═════ ФРАГМЕНТ СТРАНИЦЫ ═════

Михаил Лямин - Четыре года в шинелях
Около четырех тысяч солдат и офицеров нашей дивизии за великолукскую операцию были удостоены орденов и медалей. Были установлены праздники двух полков. Тринадцатое декабря, начало штурма Великих Лук и освобождение западной части города, по праву отдавалось 1190 стрелковому полку, а шестнадцатое января, день падения крепости, - 1188 полку. В конце января весь личный состав дивизии получил благодарность Верховного Главнокомандующего. Значит, не забыл нас представитель Ставки и, хоть посердился за слишком долгие бои у крепости, все-таки сохранил о нашей дивизии добрые воспоминания.
Во всех подразделениях дивизии состоялись митинги. Разумеется, митинги своеобразные, ибо полки и батальоны находились в активной обороне, противник все еще продолжал огрызаться. Оборона проходила по высоткам, холмам, стыкам дорог - по абсолютно открытой местности. Бойцы жили в отбитых у врага блиндажах и землянках. И все-таки митинги с оружейными салютами были проведены и оставили у солдат неизгладимое впечатление.
И мы не хуже других. И мы заслужили благодарность народа, спасибо от Родины. Сознание этого рождало новые силы, заставляло лучше выполнять сегодняшние обязанности. В совокупности с тем настроением, какое царило тогда во всей советской армии, обстановка в нашей дивизии создавала огромную потенциальную силу для новых битв и походов.
В начале февраля была достигнута полная победа над окруженными под Сталинградом немецкими войсками. Одна цифра потерь живой силы противника вызывала изумление - четверть миллиона солдат. Это был решающий поворот в военных действиях на советско-германском фронте в пользу Красной Армии. Свою лепту в достижение этого поворота внесла и наша дивизия, участвуя в уничтожении одиннадцатитысячного гарнизона Великих Лук.

═════ ИСХОДНЫЕ ДАННЫЕ ═════

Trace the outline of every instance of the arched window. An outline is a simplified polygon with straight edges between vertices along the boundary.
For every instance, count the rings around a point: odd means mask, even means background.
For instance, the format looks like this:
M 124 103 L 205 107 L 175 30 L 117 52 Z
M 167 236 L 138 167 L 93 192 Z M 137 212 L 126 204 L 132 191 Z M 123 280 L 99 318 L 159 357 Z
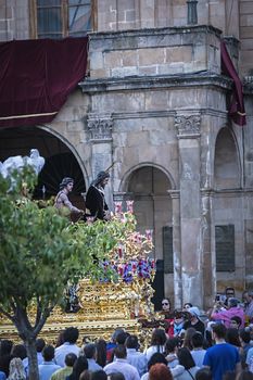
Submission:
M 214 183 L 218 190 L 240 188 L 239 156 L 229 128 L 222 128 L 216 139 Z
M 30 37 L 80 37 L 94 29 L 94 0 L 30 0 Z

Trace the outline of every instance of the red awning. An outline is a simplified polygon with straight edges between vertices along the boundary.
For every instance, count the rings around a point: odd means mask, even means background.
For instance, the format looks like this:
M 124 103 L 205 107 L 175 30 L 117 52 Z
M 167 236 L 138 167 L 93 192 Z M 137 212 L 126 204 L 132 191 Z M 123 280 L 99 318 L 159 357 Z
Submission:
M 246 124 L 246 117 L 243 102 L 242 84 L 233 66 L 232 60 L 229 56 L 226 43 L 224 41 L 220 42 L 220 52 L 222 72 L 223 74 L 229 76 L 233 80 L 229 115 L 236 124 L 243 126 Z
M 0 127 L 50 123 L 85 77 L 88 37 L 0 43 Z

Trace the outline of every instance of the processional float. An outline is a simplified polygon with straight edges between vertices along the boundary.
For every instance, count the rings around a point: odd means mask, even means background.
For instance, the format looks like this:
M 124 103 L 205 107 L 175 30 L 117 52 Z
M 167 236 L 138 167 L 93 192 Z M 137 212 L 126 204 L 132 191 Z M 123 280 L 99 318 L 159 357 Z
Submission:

═════
═════ ИСХОДНЫЕ ДАННЫЕ ═════

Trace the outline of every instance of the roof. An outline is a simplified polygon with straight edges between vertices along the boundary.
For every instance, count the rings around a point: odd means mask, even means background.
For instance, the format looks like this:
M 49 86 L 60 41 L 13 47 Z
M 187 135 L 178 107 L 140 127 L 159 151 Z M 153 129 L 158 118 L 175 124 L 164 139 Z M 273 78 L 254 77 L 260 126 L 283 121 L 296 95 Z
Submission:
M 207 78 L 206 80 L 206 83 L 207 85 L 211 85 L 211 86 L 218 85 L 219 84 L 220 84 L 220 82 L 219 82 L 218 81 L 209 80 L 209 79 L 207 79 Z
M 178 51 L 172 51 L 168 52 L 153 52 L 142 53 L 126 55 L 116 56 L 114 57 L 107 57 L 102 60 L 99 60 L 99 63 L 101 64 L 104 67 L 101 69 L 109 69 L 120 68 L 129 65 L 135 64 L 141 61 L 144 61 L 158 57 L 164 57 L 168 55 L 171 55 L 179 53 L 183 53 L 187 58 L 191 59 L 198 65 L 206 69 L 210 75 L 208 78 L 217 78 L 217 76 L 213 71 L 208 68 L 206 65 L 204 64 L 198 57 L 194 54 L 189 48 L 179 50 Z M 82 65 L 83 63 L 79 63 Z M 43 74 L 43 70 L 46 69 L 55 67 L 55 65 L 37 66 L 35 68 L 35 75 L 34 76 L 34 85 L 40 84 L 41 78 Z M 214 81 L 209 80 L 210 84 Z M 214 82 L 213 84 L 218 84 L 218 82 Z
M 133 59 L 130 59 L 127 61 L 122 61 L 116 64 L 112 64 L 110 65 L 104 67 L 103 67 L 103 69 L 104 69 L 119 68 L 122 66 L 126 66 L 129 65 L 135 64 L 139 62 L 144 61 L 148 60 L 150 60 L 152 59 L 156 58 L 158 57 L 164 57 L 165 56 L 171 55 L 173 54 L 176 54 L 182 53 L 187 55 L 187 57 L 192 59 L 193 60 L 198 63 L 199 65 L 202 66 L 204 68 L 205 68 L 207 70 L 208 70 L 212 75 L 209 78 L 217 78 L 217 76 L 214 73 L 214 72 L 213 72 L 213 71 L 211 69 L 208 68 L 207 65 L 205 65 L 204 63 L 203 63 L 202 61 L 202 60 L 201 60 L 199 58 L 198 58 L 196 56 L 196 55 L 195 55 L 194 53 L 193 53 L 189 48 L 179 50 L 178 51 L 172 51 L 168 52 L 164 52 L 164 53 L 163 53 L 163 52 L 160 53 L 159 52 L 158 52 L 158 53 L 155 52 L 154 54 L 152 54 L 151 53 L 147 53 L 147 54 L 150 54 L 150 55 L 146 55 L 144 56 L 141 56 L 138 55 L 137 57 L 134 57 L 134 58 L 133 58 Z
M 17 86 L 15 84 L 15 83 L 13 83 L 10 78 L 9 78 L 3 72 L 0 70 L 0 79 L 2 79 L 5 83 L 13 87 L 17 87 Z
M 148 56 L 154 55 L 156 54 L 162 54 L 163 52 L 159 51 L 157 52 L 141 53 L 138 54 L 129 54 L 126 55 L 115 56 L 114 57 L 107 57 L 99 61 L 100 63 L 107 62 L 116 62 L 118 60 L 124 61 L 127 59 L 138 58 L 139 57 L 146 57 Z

═════

- **ЗАДАНИЯ**
• A. Замените «блиндажах» на «окопах» в отрывке о великолукской операции, начиная со слов «Во всех подразделениях» и заканчивая словами «солдат неизгладимое впечатление.», и приведите эту часть целиком.
• B. Напишите продолжение отрывка о великолукской операции, которое начинается сразу после его последнего предложения.

- **ОТВЕТЫ К ЗАДАНИЯМ**
• A.
Во всех подразделениях дивизии состоялись митинги. Разумеется, митинги своеобразные, ибо полки и батальоны находились в активной обороне, противник все еще продолжал огрызаться. Оборона проходила по высоткам, холмам, стыкам дорог - по абсолютно открытой местности. Бойцы жили в отбитых у врага окопах и землянках. И все-таки митинги с оружейными салютами были проведены и оставили у солдат неизгладимое впечатление.

• B.
Победа в нижневолжских и донских степях, так же как победа на нашем участке фронта, была демонстрацией несокрушимой силы советского строя. Вся страна с еще большим энтузиазмом поднялась на помощь фронту. Именно в те дни по замечательной инициативе саратовского колхозника Ферапонта Головатого народ начал добровольный сбор средств на новые самолеты и танки. В это патриотическое движение включилась и моя родная Удмуртия.
Как бы в подтверждение нерушимой связи тыла и фронта в нашу дивизию прибыла делегация Монгольской республики. Народы Востока с надеждой смотрели на Красную Армию, готовые при первой возможности начать войну со своими поработителями.
Монголы привезли много подарков, сувениров и орденов своей республики. Одним из таких орденов был награжден за умелое командование штурмовой группой артиллеристов капитан Иван Коровин. Ему вручал орден член правительства Монгольской республики.
- После войны приезжай к нам, батыр, - приглашали гости русского парня.
- А невесту подберете? - шутил заводской-тульской.
- Сам подберешь, любая красавица пойдет за тебя.
- А если я верхом на лошади не умею?
- Научишься. Фашистов бить научился, а верхом - пустяк.
- Тогда, пожалуй, ждите после Берлина, раз такая история закрутилась.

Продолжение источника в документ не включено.